- [Document text]
An Introduction to Tuya and How to Build Consumption Ecosystems (1 of 2) (Tech Strategy)

In the past months, I’ve been looking at companies are on the enterprise and cloud side.  As opposed to the B2C side, which is where China / Asia tends to be very advanced. As part of this, I recently did a podcast about the fight for “dominant design” in cloud.

But when we talk about “cloud”, we are really talking about a mix of:

  • IoT devices and edge computing
  • Smartphones and ancillary devices
  • Connectivity, mostly 5G
  • Cloud and AI

We are really talking about the next overall architecture for computing and connectivity. It’s sweeping. And it’s a lot of chaos right now.

However, on top this new emerging architecture is a lot of action in enterprise software and services. From Microsoft Teams and to Zoom and Slack and many others. There is a sea of enterprise SaaS companies selling specific services. And trying to parlay that into a platform or larger ecosystem business model.

This tends to get mixed in with the bigger cloud architecture idea just mentioned. These enterprise software and services all run on the cloud, as opposed to being on premise like in the past. And they always call themselves “cloud platforms” and “cloud ecosystems”. We keep hearing these enterprise service companies pitching themselves as “IoT cloud”, “data ecosystems”, “experience management ecosystems” and so on.

It’s confusing.

The cloud architecture evolution is hard to predict. But I think we can make some solid predictions in enterprise software and services. Especially when it comes to competitive strengths and business models (my area). Although life is a lot simpler in B2C and apps on smartphones.

- [Exercise tasks]
a. Condense the paragraph of the cloud computing article that begins "This tends to get mixed in" while keeping its main facts.
b. According to the cloud computing article, what was the subject of the author's recent podcast?
Answer using only the cloud computing article.

- [Extracted records]

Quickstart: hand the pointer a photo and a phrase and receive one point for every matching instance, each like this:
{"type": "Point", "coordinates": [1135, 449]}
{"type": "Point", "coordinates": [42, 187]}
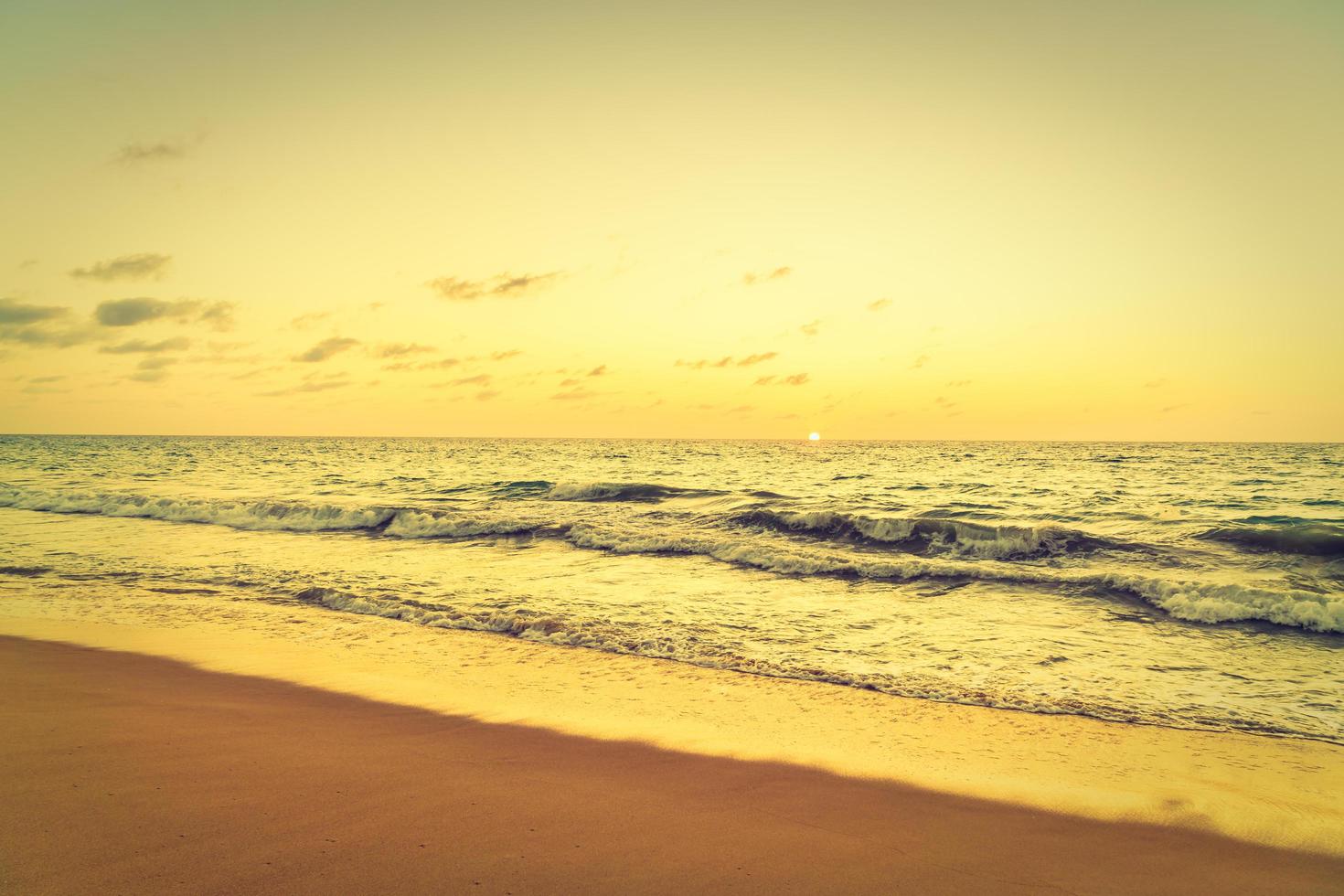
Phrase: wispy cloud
{"type": "Point", "coordinates": [757, 359]}
{"type": "Point", "coordinates": [172, 149]}
{"type": "Point", "coordinates": [152, 369]}
{"type": "Point", "coordinates": [326, 348]}
{"type": "Point", "coordinates": [728, 360]}
{"type": "Point", "coordinates": [142, 347]}
{"type": "Point", "coordinates": [39, 325]}
{"type": "Point", "coordinates": [16, 312]}
{"type": "Point", "coordinates": [752, 278]}
{"type": "Point", "coordinates": [128, 312]}
{"type": "Point", "coordinates": [795, 379]}
{"type": "Point", "coordinates": [140, 266]}
{"type": "Point", "coordinates": [499, 286]}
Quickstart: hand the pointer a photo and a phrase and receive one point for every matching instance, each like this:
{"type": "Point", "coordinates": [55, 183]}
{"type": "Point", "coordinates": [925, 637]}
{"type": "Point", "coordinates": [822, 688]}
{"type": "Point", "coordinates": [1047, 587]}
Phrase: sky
{"type": "Point", "coordinates": [883, 220]}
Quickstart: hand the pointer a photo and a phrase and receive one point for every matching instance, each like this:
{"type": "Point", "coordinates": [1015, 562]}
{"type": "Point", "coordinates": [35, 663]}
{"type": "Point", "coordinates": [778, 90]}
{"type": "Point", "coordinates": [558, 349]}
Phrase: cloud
{"type": "Point", "coordinates": [752, 280]}
{"type": "Point", "coordinates": [139, 154]}
{"type": "Point", "coordinates": [795, 379]}
{"type": "Point", "coordinates": [15, 312]}
{"type": "Point", "coordinates": [140, 266]}
{"type": "Point", "coordinates": [139, 346]}
{"type": "Point", "coordinates": [306, 387]}
{"type": "Point", "coordinates": [703, 363]}
{"type": "Point", "coordinates": [152, 369]}
{"type": "Point", "coordinates": [757, 359]}
{"type": "Point", "coordinates": [326, 348]}
{"type": "Point", "coordinates": [128, 312]}
{"type": "Point", "coordinates": [726, 361]}
{"type": "Point", "coordinates": [39, 325]}
{"type": "Point", "coordinates": [499, 286]}
{"type": "Point", "coordinates": [398, 349]}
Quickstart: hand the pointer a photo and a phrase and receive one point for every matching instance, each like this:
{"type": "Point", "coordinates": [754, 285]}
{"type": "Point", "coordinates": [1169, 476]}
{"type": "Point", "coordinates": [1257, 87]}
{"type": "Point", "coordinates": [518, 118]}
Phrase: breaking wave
{"type": "Point", "coordinates": [1307, 539]}
{"type": "Point", "coordinates": [271, 516]}
{"type": "Point", "coordinates": [1189, 601]}
{"type": "Point", "coordinates": [614, 637]}
{"type": "Point", "coordinates": [928, 535]}
{"type": "Point", "coordinates": [943, 549]}
{"type": "Point", "coordinates": [621, 492]}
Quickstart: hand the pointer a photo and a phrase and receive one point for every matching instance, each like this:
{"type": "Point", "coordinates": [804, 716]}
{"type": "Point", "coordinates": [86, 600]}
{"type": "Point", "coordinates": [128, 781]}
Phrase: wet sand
{"type": "Point", "coordinates": [137, 774]}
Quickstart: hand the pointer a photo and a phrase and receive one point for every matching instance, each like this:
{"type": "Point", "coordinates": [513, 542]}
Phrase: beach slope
{"type": "Point", "coordinates": [137, 774]}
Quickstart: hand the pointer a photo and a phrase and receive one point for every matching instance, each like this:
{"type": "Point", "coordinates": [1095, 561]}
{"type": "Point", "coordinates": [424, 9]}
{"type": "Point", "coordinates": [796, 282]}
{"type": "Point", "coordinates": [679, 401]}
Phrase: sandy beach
{"type": "Point", "coordinates": [139, 774]}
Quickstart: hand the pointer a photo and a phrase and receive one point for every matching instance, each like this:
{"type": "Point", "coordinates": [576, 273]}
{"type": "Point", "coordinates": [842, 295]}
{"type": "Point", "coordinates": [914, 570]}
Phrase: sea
{"type": "Point", "coordinates": [1181, 584]}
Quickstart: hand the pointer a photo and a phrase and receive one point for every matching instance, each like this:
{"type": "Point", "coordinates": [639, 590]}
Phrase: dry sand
{"type": "Point", "coordinates": [132, 774]}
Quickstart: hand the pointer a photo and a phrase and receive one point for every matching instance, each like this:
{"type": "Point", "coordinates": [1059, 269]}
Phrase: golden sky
{"type": "Point", "coordinates": [955, 219]}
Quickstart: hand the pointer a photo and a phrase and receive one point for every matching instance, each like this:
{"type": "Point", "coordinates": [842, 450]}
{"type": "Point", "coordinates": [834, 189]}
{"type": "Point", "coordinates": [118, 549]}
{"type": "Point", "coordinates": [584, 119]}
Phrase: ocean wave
{"type": "Point", "coordinates": [1307, 539]}
{"type": "Point", "coordinates": [1189, 601]}
{"type": "Point", "coordinates": [928, 535]}
{"type": "Point", "coordinates": [625, 638]}
{"type": "Point", "coordinates": [271, 516]}
{"type": "Point", "coordinates": [621, 492]}
{"type": "Point", "coordinates": [23, 571]}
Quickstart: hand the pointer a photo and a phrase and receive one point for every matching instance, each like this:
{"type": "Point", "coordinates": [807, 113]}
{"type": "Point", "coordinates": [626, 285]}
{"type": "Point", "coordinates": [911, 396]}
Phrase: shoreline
{"type": "Point", "coordinates": [131, 772]}
{"type": "Point", "coordinates": [1263, 790]}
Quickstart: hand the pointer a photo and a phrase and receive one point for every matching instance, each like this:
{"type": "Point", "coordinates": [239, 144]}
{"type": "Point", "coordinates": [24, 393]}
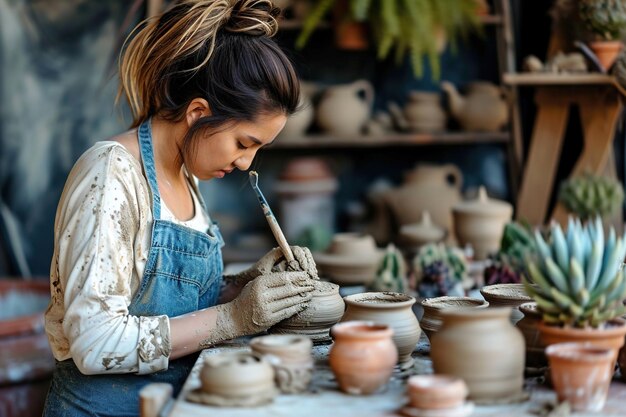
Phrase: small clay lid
{"type": "Point", "coordinates": [482, 205]}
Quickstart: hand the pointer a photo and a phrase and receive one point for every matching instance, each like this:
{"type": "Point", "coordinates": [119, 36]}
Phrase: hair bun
{"type": "Point", "coordinates": [253, 17]}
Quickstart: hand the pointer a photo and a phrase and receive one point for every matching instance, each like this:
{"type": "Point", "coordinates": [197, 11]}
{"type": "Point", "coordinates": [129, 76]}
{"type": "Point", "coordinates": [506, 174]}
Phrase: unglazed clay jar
{"type": "Point", "coordinates": [427, 392]}
{"type": "Point", "coordinates": [362, 356]}
{"type": "Point", "coordinates": [431, 320]}
{"type": "Point", "coordinates": [392, 309]}
{"type": "Point", "coordinates": [483, 348]}
{"type": "Point", "coordinates": [290, 355]}
{"type": "Point", "coordinates": [325, 309]}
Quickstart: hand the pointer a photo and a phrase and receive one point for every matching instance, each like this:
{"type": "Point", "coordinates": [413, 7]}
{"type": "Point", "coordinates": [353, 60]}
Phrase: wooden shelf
{"type": "Point", "coordinates": [397, 139]}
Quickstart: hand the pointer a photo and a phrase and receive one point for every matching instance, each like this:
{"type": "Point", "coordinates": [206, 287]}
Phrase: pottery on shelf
{"type": "Point", "coordinates": [392, 309]}
{"type": "Point", "coordinates": [235, 379]}
{"type": "Point", "coordinates": [507, 295]}
{"type": "Point", "coordinates": [480, 223]}
{"type": "Point", "coordinates": [422, 233]}
{"type": "Point", "coordinates": [581, 374]}
{"type": "Point", "coordinates": [290, 356]}
{"type": "Point", "coordinates": [483, 348]}
{"type": "Point", "coordinates": [431, 320]}
{"type": "Point", "coordinates": [325, 309]}
{"type": "Point", "coordinates": [351, 259]}
{"type": "Point", "coordinates": [341, 111]}
{"type": "Point", "coordinates": [436, 392]}
{"type": "Point", "coordinates": [362, 356]}
{"type": "Point", "coordinates": [482, 109]}
{"type": "Point", "coordinates": [535, 349]}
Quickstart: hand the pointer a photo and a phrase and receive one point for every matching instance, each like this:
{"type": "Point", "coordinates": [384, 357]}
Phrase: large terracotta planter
{"type": "Point", "coordinates": [581, 374]}
{"type": "Point", "coordinates": [362, 357]}
{"type": "Point", "coordinates": [611, 337]}
{"type": "Point", "coordinates": [392, 309]}
{"type": "Point", "coordinates": [483, 348]}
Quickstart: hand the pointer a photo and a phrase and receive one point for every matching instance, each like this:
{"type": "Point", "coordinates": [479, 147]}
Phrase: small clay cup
{"type": "Point", "coordinates": [429, 392]}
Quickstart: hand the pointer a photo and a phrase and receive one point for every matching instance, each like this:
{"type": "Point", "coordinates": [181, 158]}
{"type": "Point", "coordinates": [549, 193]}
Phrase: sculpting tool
{"type": "Point", "coordinates": [271, 219]}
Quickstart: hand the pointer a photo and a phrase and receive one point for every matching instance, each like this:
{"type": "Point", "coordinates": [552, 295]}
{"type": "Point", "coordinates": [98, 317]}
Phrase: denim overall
{"type": "Point", "coordinates": [183, 273]}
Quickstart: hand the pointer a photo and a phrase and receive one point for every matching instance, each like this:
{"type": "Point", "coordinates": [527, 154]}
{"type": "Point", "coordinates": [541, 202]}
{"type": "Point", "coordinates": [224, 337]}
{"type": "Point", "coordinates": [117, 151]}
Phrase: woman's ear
{"type": "Point", "coordinates": [198, 108]}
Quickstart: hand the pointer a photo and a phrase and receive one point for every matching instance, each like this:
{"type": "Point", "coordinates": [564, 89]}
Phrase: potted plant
{"type": "Point", "coordinates": [578, 283]}
{"type": "Point", "coordinates": [588, 196]}
{"type": "Point", "coordinates": [606, 19]}
{"type": "Point", "coordinates": [415, 28]}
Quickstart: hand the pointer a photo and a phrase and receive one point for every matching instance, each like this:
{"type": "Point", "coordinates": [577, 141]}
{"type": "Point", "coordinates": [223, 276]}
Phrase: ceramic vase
{"type": "Point", "coordinates": [581, 374]}
{"type": "Point", "coordinates": [362, 356]}
{"type": "Point", "coordinates": [431, 320]}
{"type": "Point", "coordinates": [290, 356]}
{"type": "Point", "coordinates": [392, 309]}
{"type": "Point", "coordinates": [325, 309]}
{"type": "Point", "coordinates": [483, 348]}
{"type": "Point", "coordinates": [507, 295]}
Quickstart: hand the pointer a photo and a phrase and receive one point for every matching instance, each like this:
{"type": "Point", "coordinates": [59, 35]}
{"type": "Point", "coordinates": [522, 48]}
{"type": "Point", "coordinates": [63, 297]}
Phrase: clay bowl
{"type": "Point", "coordinates": [431, 320]}
{"type": "Point", "coordinates": [428, 392]}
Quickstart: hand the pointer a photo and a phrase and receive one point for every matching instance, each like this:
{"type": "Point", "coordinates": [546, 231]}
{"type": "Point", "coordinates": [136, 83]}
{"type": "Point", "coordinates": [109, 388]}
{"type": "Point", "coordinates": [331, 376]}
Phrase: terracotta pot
{"type": "Point", "coordinates": [535, 349]}
{"type": "Point", "coordinates": [481, 222]}
{"type": "Point", "coordinates": [392, 309]}
{"type": "Point", "coordinates": [581, 374]}
{"type": "Point", "coordinates": [611, 337]}
{"type": "Point", "coordinates": [362, 356]}
{"type": "Point", "coordinates": [436, 392]}
{"type": "Point", "coordinates": [431, 320]}
{"type": "Point", "coordinates": [325, 309]}
{"type": "Point", "coordinates": [482, 347]}
{"type": "Point", "coordinates": [607, 52]}
{"type": "Point", "coordinates": [507, 295]}
{"type": "Point", "coordinates": [290, 356]}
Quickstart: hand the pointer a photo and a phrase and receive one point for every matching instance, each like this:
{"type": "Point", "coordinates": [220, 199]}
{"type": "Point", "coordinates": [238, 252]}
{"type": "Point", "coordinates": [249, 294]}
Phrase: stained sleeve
{"type": "Point", "coordinates": [96, 233]}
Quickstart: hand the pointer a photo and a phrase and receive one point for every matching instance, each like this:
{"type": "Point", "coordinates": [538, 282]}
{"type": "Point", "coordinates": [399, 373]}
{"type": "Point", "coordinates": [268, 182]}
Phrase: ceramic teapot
{"type": "Point", "coordinates": [482, 109]}
{"type": "Point", "coordinates": [342, 111]}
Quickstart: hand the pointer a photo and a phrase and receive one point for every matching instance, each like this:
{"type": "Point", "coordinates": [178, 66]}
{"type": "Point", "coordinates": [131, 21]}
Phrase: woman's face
{"type": "Point", "coordinates": [234, 147]}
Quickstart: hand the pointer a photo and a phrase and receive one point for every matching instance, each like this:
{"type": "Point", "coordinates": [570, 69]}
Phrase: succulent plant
{"type": "Point", "coordinates": [589, 195]}
{"type": "Point", "coordinates": [577, 278]}
{"type": "Point", "coordinates": [605, 18]}
{"type": "Point", "coordinates": [391, 273]}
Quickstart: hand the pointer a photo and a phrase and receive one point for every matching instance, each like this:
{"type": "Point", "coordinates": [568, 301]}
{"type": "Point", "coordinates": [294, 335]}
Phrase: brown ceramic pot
{"type": "Point", "coordinates": [363, 356]}
{"type": "Point", "coordinates": [290, 356]}
{"type": "Point", "coordinates": [581, 374]}
{"type": "Point", "coordinates": [325, 309]}
{"type": "Point", "coordinates": [482, 347]}
{"type": "Point", "coordinates": [431, 320]}
{"type": "Point", "coordinates": [392, 309]}
{"type": "Point", "coordinates": [428, 392]}
{"type": "Point", "coordinates": [507, 295]}
{"type": "Point", "coordinates": [535, 349]}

- [Expected answers]
a. Enterprise software and services are often confused with the larger cloud architecture. They run on the cloud rather than on premise, and their makers call themselves "cloud platforms" and "cloud ecosystems," using labels like "IoT cloud," "data ecosystems," and "experience management ecosystems."

b. The fight for "dominant design" in cloud.